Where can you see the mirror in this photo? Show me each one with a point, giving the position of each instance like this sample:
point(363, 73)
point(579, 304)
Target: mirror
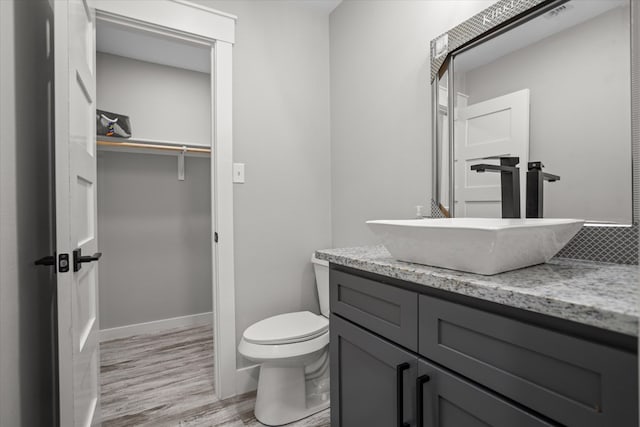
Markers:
point(552, 88)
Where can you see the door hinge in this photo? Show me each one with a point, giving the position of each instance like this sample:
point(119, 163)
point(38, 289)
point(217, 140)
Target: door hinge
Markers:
point(63, 263)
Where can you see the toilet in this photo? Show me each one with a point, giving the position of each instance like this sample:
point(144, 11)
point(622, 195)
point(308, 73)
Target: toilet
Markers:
point(292, 350)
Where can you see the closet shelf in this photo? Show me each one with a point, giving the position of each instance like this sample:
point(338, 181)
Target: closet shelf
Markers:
point(151, 145)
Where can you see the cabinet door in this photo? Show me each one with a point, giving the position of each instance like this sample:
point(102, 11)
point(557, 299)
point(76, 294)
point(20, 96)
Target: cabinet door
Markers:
point(576, 382)
point(447, 400)
point(383, 309)
point(371, 379)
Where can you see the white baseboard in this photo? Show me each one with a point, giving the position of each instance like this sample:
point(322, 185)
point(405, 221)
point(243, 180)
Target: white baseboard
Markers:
point(156, 326)
point(247, 379)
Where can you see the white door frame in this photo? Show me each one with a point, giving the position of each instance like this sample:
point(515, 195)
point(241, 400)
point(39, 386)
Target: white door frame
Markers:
point(201, 25)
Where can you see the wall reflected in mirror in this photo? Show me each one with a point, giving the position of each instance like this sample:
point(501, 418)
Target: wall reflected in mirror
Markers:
point(555, 89)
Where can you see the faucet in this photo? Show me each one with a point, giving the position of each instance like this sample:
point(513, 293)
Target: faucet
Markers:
point(535, 187)
point(509, 183)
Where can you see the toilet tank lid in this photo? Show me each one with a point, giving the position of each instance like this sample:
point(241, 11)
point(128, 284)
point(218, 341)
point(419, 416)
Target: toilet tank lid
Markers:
point(287, 328)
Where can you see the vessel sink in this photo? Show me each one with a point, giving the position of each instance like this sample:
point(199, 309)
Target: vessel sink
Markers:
point(476, 245)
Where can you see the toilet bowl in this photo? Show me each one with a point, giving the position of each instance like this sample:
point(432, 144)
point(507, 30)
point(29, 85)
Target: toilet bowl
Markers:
point(292, 350)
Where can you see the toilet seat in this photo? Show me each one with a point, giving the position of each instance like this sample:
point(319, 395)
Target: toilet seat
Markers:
point(288, 328)
point(283, 352)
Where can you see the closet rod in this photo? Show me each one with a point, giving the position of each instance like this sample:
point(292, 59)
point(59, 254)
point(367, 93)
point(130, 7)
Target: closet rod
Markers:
point(154, 146)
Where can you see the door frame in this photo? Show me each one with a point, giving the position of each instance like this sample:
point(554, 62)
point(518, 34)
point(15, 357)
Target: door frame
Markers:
point(207, 27)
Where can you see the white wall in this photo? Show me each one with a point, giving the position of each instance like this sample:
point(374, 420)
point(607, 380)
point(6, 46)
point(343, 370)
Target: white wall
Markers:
point(380, 109)
point(281, 131)
point(163, 102)
point(27, 292)
point(155, 233)
point(580, 121)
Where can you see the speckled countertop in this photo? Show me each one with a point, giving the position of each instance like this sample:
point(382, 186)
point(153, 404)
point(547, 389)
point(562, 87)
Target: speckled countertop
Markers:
point(597, 294)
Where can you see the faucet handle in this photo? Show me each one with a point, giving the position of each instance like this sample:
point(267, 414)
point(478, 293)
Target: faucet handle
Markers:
point(535, 166)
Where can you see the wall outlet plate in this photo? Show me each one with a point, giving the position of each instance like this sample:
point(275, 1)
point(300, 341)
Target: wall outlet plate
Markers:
point(238, 173)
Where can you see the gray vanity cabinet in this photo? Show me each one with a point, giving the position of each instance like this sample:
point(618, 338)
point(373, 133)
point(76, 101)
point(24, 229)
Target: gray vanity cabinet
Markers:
point(374, 376)
point(402, 356)
point(570, 380)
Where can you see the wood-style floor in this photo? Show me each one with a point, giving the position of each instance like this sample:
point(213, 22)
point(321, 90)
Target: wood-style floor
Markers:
point(166, 379)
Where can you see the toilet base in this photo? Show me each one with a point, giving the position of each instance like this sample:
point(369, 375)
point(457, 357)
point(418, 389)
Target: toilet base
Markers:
point(282, 395)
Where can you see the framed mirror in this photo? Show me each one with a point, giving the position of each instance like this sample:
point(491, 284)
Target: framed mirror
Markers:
point(553, 84)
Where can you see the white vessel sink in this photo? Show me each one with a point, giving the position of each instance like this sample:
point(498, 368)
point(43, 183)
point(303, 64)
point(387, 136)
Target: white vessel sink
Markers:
point(476, 245)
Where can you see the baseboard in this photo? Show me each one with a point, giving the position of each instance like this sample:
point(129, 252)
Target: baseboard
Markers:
point(156, 326)
point(247, 379)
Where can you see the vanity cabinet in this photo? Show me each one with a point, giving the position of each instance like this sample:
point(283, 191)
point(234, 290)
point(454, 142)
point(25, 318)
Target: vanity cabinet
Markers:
point(404, 357)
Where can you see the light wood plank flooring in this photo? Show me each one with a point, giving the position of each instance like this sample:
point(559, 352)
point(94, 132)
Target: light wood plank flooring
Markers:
point(166, 379)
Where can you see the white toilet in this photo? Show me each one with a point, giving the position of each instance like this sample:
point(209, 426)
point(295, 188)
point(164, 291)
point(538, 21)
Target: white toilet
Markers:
point(292, 349)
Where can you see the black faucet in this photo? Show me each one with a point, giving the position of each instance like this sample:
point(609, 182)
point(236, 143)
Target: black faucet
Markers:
point(509, 184)
point(535, 187)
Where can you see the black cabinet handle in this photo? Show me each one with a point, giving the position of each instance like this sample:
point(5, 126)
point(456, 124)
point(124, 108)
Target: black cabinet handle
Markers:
point(78, 259)
point(400, 393)
point(419, 398)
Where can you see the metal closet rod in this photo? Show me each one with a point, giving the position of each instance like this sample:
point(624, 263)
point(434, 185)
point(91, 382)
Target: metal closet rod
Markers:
point(178, 148)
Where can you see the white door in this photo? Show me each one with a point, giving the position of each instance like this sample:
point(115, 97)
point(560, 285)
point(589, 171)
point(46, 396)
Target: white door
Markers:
point(496, 127)
point(75, 157)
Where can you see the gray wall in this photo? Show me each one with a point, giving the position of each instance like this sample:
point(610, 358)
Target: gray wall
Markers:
point(155, 233)
point(281, 131)
point(27, 293)
point(163, 102)
point(580, 113)
point(380, 109)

● ● ● ● ● ● ●

STATED EXERCISE –
Copy out the material again, starting with the line that contains "Where can you see the faucet handle" and going on through the line that contains "point(535, 166)", with both of those lines included.

RESPONSE TO THE TASK –
Where can you see the faucet handle in this photo? Show me each one with a point, giving the position of each instance like this sample:
point(267, 414)
point(478, 293)
Target: faucet handle
Markers:
point(535, 166)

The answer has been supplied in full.